/Regulator

DIY Arduino consumption regulator build to use excess solar power for auxiliary 'summer' heating. The solar power data are retrieved over SunSpec Modbus TCP. IoT monitoring with Blynk and local Web server.

Primary LanguageC++GNU Affero General Public License v3.0AGPL-3.0

Regulator

DIY Arduino consumption regulator build to use surplus solar power for auxiliary 'summer' heating. The solar power data are retrieved over SunSpec Modbus TCP. IoT monitoring with Blynk.

Intro

I have in the basement a small wellness room with a hot tub. The room has a floor heating and in the Winter there is pleasantly warm. But in Summer the floor was uncomfortable cold. After I bought a Fronius Symo Hybrid PV system in 2016, I discovered that I could use the surplus solar power in Summer to heat with a small 2kW electric heater the water of the floor heating of that room.

For the PWM regulation of "PWM to 'phase cutting' adapter box" I discovered Arduino. I am a professional software developer so the programming is the easy and fun part. And building the box was fun too. And it is still work in progress with improvements, additional functions and control. In Jun 2019 I replaced the PWM-to-phase-cutting module with Triac Dimmer module with the Triac directly controlled by the Arduino.

To regulate the water heater using surplus solar power Fronius has Ohmpilot, but it can't do the additional control which my regulator does, like commanding valves or turning off some other deferrable consumption.

■ **DATA PROVIDED**:

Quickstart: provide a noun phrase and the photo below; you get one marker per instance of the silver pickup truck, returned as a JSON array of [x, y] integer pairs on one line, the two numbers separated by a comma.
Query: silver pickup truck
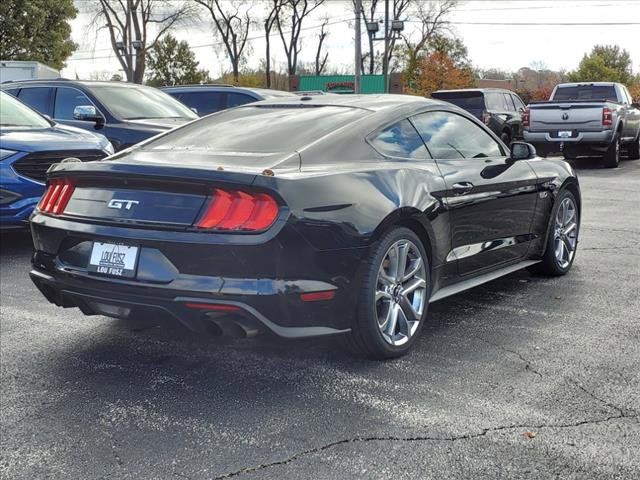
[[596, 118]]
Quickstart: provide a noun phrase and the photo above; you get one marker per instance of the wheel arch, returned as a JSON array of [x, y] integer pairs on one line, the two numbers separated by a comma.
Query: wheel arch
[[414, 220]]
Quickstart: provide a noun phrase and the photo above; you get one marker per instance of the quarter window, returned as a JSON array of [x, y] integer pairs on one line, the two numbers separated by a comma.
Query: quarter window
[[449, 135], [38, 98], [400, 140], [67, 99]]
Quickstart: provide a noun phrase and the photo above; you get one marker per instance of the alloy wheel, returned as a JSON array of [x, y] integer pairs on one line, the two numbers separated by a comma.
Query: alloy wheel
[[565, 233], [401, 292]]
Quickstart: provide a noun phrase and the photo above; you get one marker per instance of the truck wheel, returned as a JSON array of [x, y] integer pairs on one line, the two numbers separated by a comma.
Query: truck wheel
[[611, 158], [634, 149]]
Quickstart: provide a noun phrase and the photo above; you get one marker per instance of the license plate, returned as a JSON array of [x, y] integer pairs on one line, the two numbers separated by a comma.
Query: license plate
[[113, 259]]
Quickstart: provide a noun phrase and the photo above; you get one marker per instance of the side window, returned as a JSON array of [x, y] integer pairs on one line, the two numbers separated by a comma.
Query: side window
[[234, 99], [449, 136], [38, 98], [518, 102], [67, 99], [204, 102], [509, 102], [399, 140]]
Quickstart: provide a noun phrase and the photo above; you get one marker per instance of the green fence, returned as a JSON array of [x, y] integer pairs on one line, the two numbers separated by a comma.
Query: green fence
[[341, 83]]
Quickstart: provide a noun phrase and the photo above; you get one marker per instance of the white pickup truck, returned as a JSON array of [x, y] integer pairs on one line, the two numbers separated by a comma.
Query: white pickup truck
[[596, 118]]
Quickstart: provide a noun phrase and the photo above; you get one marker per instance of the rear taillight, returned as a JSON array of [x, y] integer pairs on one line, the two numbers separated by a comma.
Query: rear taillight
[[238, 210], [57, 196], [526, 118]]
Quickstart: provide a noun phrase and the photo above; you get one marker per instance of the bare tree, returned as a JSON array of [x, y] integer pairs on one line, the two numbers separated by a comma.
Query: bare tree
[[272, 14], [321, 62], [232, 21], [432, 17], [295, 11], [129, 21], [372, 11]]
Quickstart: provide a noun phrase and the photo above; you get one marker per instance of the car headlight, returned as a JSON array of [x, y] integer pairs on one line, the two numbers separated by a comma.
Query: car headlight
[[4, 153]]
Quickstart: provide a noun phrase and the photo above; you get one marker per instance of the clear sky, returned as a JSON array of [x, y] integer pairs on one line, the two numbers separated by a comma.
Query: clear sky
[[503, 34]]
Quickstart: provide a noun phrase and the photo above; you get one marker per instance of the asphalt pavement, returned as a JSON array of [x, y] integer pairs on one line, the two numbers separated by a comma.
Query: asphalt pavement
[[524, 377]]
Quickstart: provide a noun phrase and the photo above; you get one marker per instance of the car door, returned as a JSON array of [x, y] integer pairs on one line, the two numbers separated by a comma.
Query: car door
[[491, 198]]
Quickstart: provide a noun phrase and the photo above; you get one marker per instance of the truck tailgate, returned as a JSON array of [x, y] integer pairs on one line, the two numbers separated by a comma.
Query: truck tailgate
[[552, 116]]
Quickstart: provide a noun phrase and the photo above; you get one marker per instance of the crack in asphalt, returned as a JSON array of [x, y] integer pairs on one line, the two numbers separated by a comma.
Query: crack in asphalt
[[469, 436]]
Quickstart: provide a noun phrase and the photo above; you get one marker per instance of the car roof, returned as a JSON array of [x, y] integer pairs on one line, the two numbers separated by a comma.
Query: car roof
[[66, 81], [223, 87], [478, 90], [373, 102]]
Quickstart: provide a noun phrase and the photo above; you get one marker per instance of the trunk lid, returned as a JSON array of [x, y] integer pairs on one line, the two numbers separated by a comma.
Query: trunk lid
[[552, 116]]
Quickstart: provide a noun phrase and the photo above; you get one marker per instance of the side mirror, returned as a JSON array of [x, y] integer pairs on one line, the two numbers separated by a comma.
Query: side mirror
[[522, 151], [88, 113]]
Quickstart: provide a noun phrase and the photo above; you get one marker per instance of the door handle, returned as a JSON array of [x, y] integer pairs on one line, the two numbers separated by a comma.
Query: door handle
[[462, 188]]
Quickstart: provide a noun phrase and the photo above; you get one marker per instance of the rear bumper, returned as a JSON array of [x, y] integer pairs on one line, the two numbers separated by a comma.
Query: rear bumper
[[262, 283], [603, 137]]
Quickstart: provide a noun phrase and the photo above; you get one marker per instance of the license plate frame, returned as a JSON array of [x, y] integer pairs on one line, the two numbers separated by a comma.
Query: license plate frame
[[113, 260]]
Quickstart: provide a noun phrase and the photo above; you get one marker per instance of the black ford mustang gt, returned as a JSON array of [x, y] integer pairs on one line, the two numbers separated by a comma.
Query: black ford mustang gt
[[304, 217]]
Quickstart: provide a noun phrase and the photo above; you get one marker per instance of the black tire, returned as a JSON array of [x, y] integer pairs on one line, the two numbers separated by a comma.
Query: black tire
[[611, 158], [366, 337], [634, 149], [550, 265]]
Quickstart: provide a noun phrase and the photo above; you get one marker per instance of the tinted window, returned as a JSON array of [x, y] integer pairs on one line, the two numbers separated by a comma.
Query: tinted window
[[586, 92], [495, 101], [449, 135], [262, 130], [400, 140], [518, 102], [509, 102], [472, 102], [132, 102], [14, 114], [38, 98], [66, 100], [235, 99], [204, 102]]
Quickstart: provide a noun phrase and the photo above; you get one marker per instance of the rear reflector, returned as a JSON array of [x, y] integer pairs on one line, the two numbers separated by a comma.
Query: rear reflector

■ **REQUESTS**:
[1] According to the regulator page, what did the author replace the PWM-to-phase-cutting module with in June 2019?
[2] Convert the listing into a numbered list. Start with its first line and stop after the line that has "[[414, 220]]", skipping blank lines and leaving out the pictures.

■ **SOLUTIONS TO THE TASKS**:
[1] A Triac Dimmer module, with the Triac directly controlled by the Arduino.

[2]
1. Quickstart: provide a noun phrase and the photo below; you get one marker per instance of the silver pickup truck, returned as a JSON array of [x, y] integer pairs on one line, the two numbers separated by a comma.
2. Query: silver pickup truck
3. [[596, 118]]
4. Quickstart: provide a noun phrase and the photo above; you get one marker per instance of the wheel arch, returned as a JSON array of [x, y] integer pairs on one line, the two numbers separated by a comma.
5. Query: wheel arch
6. [[414, 220]]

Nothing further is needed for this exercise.